### PROBLEM DETAILS:
The answer should consist of every line of the material, repeated verbatim.

### DATA RECORDS:

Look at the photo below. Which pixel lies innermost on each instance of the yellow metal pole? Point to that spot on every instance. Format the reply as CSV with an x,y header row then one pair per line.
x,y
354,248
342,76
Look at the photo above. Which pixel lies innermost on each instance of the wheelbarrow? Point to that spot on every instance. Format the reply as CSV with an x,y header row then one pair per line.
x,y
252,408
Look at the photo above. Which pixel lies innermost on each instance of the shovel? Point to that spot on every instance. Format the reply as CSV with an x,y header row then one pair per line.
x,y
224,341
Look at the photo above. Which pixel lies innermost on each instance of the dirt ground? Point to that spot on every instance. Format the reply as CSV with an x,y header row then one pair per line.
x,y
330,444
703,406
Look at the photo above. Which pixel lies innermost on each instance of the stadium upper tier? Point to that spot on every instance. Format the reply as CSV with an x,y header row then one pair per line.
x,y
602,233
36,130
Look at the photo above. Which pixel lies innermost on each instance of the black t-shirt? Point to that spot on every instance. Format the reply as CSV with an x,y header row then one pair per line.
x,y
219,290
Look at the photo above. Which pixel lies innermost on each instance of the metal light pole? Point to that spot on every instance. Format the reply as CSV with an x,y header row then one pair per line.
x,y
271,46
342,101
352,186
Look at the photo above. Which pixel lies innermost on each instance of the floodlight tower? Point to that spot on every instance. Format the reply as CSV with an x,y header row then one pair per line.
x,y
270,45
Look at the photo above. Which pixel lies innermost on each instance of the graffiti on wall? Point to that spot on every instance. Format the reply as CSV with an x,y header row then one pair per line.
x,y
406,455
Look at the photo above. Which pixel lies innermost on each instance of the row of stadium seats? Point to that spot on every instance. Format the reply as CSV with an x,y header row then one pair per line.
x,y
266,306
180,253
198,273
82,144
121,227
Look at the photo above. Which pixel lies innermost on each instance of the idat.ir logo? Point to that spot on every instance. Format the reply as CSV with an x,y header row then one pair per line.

### YOUR SOLUTION:
Look at the photo below. Which pixel lies innermost on each instance of the yellow metal pole? Point to that spot on every instance. Format the reply as CSV with an x,y header row then one pair per line.
x,y
354,248
342,76
Look at the photo above. Which pixel lies innermost on each instance of the wheelbarrow? Point to that spot on every instance. Format the reply as CSV with an x,y header row then one pair per line.
x,y
252,408
Look at the photo above. Which pixel lies innermost on each instance of the shovel? Point to that spot on every instance. Format the reply as CSV with an x,y header row then one pair per line.
x,y
224,341
Look at the photo above. Which pixel lies innermost on each instance of the dirt ground? Point to that spot on every instance. Format the reply as CSV with an x,y header row then one pair per line.
x,y
330,444
703,406
Look at the photo above. Which pixel lies innermost on each instance of the stadium upper tier? Point to that spot on every instance. Format the reply as CSV with an x,y header row then one pair per line.
x,y
602,233
36,130
Look at the photo above. Which pixel lies innermost on each instance of the black t-shirt? Point to that spot on every instance. Format the reply as CSV with an x,y header row then one pair per line.
x,y
219,290
Look at the photo above. Which pixel lies innermost on each instance of the metal light pole? Point to that spot on every instance. Format the reply as CSV with an x,y header row then one pair per line.
x,y
271,46
342,101
352,186
Look at the photo above. Which pixel lies innermost on each instance of the floodlight tower? Point to that spot on every instance. Format the reply as CSV with an x,y header row then one pair per line.
x,y
270,45
Look at the photo above. Which pixel lies innermost on each instance of the graffiti on wall? Point to that spot on every instance. Format the reply as CSV with an x,y header row then one pair per line.
x,y
406,455
Look at the photo above. Which pixel lies innermost on each instance of the row of stadium seats? Point to that spot on every instance. Format the reply as CSV with an x,y header row then one pair per line.
x,y
266,306
180,253
198,273
82,144
121,227
Look at the photo above. Which pixel lies innermost on each instance of the idat.ir logo? Point to that spot on every instance. Format the reply as CSV with an x,y header row then one pair per line.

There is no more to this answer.